Saved entries

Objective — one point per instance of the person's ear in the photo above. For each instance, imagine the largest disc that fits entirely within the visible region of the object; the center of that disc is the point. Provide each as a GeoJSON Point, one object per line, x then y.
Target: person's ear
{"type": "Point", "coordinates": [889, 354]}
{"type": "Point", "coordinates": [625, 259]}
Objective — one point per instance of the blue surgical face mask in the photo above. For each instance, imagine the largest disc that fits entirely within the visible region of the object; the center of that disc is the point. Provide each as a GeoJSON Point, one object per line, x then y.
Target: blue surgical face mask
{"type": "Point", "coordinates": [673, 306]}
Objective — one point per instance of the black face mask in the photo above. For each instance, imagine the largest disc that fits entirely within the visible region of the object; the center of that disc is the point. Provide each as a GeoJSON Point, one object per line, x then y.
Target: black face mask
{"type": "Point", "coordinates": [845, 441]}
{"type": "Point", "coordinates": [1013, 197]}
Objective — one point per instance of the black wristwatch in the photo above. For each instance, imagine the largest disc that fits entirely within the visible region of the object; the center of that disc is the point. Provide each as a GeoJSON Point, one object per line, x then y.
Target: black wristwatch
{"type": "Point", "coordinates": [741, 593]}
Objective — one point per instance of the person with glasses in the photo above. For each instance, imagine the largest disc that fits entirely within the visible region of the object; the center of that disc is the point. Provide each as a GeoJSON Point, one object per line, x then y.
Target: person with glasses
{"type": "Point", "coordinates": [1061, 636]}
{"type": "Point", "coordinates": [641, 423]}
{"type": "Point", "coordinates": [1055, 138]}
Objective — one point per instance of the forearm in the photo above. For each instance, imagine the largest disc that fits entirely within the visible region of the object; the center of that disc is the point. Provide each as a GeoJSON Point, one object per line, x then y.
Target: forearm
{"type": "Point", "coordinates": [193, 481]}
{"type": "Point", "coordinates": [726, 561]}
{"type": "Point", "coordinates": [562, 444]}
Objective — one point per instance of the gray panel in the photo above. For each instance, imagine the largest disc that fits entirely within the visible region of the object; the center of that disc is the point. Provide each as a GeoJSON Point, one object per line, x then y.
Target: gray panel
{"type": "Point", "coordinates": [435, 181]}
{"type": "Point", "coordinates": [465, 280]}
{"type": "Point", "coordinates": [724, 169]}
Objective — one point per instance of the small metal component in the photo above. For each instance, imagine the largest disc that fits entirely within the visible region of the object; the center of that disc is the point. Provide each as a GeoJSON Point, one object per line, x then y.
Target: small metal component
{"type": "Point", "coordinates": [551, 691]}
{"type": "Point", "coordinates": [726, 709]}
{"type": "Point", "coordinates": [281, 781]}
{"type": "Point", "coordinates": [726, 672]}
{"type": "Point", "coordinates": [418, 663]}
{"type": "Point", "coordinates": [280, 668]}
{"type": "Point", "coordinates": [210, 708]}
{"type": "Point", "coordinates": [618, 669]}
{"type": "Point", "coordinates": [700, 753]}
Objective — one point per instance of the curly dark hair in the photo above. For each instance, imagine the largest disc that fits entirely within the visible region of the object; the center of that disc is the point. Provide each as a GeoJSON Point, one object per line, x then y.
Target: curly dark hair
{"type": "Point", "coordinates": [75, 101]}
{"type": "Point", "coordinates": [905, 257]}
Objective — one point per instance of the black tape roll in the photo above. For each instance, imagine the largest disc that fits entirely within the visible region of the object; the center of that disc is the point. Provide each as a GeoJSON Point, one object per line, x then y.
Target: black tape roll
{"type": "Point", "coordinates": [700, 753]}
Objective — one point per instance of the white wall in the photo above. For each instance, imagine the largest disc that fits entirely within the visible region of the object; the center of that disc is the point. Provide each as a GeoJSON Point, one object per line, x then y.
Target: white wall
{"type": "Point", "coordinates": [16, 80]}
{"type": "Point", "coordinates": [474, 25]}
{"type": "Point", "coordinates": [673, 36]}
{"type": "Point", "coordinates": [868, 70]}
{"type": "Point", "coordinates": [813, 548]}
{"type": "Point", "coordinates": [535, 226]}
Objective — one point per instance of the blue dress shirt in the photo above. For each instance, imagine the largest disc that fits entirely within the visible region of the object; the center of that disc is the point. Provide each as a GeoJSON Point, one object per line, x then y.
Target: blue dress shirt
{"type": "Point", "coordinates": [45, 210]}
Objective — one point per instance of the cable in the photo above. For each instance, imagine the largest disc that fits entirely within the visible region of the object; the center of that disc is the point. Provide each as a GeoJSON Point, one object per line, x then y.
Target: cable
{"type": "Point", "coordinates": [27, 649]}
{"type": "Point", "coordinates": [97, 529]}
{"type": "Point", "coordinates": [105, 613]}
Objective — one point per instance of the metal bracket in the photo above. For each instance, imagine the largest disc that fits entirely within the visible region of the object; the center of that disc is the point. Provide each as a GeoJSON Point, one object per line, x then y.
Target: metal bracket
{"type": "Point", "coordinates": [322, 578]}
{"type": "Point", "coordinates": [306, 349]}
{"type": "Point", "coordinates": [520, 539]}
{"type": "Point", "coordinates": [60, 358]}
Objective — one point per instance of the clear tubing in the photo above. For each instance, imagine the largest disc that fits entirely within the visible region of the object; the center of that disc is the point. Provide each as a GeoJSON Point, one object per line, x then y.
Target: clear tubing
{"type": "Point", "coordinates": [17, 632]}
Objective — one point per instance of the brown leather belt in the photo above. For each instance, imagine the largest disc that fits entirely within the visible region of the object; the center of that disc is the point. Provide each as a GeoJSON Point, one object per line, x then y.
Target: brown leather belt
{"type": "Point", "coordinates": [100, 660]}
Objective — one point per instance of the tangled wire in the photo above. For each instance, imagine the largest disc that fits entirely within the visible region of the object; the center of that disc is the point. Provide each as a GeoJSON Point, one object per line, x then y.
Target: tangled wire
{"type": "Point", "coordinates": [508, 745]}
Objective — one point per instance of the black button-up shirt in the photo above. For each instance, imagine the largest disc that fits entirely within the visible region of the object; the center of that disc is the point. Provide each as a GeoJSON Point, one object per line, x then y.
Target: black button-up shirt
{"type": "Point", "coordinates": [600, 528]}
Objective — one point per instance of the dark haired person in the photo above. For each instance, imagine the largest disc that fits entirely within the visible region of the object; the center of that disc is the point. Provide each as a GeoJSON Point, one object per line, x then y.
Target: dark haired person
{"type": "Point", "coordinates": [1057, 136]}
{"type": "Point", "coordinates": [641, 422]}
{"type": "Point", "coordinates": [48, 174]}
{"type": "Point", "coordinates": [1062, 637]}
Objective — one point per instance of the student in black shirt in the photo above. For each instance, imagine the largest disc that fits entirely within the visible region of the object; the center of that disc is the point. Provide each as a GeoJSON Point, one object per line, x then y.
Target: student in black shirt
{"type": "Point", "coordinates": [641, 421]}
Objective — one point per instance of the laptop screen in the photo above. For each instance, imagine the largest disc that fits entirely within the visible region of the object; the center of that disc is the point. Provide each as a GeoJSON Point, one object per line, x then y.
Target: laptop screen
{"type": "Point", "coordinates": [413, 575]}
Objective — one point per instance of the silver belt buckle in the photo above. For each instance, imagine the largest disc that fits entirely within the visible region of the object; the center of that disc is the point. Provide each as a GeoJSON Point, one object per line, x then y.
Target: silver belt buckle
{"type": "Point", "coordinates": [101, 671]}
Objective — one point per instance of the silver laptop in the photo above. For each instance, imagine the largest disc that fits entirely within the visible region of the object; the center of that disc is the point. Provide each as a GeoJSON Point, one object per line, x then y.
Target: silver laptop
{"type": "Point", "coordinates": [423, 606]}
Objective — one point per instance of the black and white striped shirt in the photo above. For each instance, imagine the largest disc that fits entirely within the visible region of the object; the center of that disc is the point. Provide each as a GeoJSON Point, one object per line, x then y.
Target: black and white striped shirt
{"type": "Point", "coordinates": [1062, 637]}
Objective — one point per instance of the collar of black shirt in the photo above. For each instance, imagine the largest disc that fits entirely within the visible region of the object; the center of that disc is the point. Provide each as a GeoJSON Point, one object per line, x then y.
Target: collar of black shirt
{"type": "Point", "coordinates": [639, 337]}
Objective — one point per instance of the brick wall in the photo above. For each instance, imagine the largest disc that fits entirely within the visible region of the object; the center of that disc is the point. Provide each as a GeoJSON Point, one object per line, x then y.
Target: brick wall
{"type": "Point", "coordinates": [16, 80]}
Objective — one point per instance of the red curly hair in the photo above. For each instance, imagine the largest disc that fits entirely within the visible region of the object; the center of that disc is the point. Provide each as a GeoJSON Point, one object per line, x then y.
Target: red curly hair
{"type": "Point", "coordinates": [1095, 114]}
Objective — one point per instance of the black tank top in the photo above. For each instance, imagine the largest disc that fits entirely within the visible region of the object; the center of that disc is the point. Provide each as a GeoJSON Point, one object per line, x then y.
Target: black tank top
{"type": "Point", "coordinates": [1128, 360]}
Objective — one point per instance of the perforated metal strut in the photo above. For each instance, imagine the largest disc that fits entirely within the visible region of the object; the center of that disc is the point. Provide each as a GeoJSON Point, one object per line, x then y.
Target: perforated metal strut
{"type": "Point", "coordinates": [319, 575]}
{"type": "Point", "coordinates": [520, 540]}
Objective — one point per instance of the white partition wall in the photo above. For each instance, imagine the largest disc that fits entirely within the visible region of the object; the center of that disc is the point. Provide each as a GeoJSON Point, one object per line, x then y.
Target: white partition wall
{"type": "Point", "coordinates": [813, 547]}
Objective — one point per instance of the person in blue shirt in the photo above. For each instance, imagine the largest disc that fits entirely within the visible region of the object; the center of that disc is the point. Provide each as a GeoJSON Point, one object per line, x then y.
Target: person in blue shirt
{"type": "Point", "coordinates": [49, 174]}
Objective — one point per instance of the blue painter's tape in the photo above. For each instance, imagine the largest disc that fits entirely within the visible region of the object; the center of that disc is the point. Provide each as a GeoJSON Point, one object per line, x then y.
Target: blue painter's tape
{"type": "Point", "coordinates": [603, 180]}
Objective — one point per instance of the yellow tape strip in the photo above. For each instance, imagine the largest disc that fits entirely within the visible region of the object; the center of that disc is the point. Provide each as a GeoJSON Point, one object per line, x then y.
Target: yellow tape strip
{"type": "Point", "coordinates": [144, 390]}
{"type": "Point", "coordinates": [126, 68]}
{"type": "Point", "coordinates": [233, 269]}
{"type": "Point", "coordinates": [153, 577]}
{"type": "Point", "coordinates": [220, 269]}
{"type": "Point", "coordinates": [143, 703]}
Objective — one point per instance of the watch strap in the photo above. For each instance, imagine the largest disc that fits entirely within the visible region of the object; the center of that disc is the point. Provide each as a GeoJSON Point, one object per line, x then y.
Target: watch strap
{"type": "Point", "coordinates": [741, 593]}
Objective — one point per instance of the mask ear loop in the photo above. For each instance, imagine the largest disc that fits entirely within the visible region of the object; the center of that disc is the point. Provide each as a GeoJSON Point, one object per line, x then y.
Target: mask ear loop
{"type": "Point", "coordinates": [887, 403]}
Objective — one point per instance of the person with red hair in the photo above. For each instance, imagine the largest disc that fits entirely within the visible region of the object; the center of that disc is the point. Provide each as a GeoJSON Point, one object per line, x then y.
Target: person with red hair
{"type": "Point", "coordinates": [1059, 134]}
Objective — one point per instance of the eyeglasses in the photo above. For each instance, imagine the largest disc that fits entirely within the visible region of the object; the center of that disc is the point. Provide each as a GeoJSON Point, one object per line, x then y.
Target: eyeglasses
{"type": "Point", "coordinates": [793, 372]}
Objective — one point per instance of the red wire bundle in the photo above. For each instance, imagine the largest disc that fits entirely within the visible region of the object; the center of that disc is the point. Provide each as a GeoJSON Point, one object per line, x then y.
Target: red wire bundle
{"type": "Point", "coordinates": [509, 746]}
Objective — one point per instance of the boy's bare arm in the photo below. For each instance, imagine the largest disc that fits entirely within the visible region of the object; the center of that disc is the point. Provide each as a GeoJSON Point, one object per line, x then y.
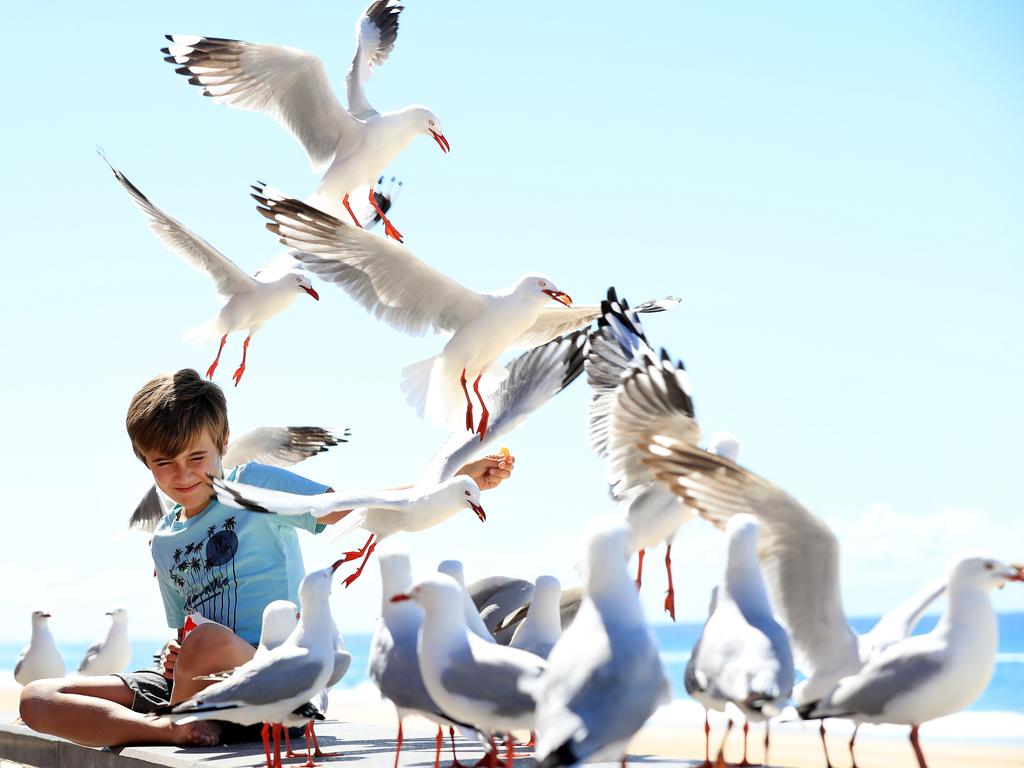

§ PROMPT: Lay out the records as a numbered list, from their first line up to and including the line that contains "Target: person's ear", and skip any blank lines.

§ REPLY TO THE TASK:
1. Objective — one point per instance of the person's ear in the photo above. For each instance, imagine the largest disc that fits entirely within the visible region of the object; the center of that disc is the point. Provide each as a GeoJSON Point, one object per line, x then y.
2. Target: person's ear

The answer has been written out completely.